WORK INSTRUCTION ->
Could you print the entries below exactly, starting at the line that contains "query | girl kneeling on ground" and stopping after the last one?

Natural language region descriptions

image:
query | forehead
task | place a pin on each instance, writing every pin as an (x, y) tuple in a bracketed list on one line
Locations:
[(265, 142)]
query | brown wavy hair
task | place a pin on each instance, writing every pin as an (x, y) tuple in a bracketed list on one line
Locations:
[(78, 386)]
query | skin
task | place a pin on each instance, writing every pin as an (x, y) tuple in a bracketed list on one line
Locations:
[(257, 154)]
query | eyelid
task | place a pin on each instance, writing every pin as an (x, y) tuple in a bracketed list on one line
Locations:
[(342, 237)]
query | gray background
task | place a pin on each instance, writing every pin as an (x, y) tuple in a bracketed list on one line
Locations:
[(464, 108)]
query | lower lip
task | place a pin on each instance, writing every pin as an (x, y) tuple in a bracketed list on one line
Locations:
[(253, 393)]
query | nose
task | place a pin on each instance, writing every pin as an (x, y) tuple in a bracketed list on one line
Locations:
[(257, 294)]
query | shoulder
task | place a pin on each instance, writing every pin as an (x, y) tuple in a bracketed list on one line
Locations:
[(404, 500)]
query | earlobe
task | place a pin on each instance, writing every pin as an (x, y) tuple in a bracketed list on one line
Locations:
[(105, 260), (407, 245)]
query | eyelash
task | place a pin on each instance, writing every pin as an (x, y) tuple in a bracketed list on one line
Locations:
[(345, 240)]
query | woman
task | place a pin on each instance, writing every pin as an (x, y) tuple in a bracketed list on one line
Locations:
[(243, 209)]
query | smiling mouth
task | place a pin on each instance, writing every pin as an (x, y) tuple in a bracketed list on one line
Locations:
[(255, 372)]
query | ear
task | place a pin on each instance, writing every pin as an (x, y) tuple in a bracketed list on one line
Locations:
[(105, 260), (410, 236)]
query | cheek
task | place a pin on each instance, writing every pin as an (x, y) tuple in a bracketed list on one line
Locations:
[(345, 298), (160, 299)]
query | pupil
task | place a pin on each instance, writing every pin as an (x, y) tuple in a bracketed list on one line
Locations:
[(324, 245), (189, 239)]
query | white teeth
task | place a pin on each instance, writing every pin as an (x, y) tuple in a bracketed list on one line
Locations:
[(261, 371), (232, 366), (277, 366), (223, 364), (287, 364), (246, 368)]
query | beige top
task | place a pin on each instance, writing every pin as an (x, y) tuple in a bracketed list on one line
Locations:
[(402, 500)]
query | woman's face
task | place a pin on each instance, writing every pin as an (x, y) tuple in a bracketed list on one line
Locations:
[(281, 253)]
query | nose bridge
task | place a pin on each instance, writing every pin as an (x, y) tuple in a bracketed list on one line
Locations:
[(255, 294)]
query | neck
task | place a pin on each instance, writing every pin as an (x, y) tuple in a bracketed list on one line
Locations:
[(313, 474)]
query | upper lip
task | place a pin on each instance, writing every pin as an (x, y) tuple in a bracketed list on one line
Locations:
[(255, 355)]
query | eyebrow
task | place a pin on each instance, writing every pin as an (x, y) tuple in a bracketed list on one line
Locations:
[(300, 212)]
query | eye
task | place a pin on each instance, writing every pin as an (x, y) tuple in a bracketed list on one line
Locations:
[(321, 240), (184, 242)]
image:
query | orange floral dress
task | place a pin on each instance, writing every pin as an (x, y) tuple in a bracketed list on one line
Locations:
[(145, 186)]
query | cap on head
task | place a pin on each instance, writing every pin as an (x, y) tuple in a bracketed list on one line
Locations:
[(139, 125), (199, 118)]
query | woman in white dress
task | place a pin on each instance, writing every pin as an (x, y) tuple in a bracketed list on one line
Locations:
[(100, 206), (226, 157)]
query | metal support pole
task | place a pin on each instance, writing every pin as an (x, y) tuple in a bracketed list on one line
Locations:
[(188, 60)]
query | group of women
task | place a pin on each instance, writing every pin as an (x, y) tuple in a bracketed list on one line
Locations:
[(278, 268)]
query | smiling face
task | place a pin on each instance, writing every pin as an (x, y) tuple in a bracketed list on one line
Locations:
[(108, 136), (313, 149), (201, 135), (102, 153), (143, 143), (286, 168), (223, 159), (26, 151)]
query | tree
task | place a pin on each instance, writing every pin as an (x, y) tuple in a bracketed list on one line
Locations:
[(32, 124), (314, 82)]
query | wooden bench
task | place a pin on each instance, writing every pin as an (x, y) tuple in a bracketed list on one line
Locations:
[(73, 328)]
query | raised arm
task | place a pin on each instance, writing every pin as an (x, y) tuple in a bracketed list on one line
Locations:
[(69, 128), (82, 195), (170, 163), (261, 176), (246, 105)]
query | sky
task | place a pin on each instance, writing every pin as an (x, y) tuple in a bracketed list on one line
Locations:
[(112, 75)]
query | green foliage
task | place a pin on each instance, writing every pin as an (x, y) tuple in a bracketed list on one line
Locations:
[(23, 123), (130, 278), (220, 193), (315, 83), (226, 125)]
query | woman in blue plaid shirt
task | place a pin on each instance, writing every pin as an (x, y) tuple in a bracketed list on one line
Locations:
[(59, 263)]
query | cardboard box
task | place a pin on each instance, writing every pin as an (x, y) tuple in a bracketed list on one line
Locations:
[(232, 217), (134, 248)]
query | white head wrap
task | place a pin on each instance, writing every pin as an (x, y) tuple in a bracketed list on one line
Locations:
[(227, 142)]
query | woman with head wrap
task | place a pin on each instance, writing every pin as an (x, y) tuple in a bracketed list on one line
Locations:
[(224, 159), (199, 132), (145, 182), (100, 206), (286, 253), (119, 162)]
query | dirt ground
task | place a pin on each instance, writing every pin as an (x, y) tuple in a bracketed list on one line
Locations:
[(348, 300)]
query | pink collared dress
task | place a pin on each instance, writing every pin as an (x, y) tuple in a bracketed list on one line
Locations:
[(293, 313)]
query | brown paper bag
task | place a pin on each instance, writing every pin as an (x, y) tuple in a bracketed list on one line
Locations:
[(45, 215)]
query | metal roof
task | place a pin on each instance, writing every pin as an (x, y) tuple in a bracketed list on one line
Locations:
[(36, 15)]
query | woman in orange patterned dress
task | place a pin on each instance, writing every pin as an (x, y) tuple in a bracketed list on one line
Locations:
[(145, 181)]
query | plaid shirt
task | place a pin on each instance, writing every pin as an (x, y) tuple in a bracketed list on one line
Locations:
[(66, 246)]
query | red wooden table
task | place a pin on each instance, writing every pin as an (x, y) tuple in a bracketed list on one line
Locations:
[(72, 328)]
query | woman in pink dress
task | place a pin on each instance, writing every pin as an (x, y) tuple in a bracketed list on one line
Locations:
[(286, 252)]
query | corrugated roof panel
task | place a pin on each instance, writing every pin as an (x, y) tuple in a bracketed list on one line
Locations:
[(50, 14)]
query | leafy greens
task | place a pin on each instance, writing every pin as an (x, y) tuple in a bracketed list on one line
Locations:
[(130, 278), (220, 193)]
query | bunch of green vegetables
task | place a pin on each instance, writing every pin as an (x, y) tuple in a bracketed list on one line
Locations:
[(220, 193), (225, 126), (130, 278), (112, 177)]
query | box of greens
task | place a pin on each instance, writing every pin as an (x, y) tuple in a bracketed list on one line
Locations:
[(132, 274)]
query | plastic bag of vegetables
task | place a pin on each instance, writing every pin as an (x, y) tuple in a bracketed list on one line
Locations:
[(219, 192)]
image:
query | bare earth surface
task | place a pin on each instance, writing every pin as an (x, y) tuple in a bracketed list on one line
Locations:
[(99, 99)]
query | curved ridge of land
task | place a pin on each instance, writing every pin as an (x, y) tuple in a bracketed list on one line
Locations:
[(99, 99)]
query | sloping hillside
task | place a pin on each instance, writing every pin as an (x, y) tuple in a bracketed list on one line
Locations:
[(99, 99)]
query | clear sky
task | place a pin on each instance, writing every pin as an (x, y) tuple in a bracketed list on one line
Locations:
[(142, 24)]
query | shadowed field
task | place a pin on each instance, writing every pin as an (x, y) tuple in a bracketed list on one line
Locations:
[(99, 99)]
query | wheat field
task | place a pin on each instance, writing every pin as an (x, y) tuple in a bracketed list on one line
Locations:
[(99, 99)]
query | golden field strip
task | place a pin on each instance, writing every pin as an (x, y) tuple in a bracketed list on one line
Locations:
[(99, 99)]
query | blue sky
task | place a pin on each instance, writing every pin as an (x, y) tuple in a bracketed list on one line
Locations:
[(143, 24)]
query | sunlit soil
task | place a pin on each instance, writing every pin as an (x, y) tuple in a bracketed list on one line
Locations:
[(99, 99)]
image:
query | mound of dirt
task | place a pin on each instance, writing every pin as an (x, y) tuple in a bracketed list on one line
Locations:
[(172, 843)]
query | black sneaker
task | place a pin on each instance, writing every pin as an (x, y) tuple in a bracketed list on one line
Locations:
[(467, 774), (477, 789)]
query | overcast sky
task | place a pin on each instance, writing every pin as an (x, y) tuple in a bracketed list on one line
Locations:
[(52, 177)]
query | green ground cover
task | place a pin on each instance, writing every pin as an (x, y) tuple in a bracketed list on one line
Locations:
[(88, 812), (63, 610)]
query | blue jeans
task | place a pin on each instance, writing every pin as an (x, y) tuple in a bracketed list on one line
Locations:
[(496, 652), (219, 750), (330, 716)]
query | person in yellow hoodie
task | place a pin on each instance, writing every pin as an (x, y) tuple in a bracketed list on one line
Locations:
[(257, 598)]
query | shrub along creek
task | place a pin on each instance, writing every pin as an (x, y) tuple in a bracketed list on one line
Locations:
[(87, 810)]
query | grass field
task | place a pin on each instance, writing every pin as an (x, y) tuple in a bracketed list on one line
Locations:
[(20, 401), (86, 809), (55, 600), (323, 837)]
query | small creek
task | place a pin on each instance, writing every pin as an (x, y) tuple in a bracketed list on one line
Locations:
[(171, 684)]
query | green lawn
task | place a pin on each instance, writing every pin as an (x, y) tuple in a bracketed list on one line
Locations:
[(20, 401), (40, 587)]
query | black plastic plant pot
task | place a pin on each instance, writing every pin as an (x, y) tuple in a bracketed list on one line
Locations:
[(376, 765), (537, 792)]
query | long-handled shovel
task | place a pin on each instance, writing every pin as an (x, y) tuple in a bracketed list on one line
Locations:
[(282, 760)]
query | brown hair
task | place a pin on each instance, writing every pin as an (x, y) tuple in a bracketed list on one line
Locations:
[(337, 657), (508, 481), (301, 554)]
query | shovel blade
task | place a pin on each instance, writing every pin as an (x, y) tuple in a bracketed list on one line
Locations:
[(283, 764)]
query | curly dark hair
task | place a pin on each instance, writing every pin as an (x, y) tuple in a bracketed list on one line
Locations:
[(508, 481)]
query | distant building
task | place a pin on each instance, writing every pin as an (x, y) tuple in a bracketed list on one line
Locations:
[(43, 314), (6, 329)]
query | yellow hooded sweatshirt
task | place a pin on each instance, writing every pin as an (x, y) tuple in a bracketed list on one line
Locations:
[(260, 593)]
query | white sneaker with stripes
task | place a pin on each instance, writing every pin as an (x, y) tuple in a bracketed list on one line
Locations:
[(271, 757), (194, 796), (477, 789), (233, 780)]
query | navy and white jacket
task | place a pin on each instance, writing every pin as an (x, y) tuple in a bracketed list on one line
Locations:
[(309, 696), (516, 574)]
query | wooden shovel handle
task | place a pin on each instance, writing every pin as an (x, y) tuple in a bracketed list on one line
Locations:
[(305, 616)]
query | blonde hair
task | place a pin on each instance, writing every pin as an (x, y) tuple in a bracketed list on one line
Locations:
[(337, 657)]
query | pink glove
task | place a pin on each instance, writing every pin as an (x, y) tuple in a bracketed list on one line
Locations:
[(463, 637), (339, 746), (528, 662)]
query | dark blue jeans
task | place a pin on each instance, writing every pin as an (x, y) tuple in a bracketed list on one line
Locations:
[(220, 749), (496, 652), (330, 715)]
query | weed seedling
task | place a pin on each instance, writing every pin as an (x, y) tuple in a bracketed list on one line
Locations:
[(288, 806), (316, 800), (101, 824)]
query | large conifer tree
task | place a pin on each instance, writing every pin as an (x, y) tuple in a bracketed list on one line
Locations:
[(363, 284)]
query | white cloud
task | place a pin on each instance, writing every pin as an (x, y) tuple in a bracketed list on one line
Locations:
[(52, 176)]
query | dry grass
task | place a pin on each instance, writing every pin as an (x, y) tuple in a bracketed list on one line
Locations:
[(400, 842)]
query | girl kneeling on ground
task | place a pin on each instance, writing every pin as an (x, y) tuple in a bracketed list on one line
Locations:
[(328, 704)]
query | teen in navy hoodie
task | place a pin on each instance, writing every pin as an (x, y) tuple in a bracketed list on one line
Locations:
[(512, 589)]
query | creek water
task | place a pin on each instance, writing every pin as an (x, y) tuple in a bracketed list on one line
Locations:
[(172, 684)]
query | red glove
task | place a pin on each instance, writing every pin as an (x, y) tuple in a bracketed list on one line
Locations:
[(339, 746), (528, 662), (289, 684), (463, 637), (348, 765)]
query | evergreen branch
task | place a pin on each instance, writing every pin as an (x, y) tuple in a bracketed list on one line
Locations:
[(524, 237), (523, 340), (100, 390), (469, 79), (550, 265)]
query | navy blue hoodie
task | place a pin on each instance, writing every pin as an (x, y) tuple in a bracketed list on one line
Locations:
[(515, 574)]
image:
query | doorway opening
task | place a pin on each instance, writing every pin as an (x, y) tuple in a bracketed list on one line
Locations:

ANSWER TO THE PROBLEM ->
query | girl kneeling on ground
task | place a pin on each instance, writing every pin as an (x, y) tuple in a bracketed list on one line
Locations:
[(328, 704)]
query | teen in navy hoodie
task | place a pin on each instance, writing every pin as an (x, y) tuple in a bracketed list on one line
Locations:
[(512, 589)]
query | creek water
task | place a pin on each instance, writing every pin as an (x, y) tuple in a bracketed list on one line
Locations:
[(172, 684)]
query | red glove
task | place a pin on each instance, writing every pin as an (x, y) tuple in a bracketed list on one line
Locations:
[(339, 746), (528, 662), (289, 684), (463, 637), (348, 765)]
query | evergreen branch
task | place a pin on each instance, writing every pin as an (x, y) tuple in a bracketed list on one line
Locations:
[(524, 237), (523, 340), (100, 390), (469, 79), (550, 265)]
query | navy blue hoodie
task | place a pin on each instance, writing every pin as an (x, y) tuple in a bracketed list on one line
Locations:
[(515, 574)]
image:
query | doorway opening
task | place a pin on each instance, writing every pin as an (x, y) tuple in a bracketed list on one line
Locations:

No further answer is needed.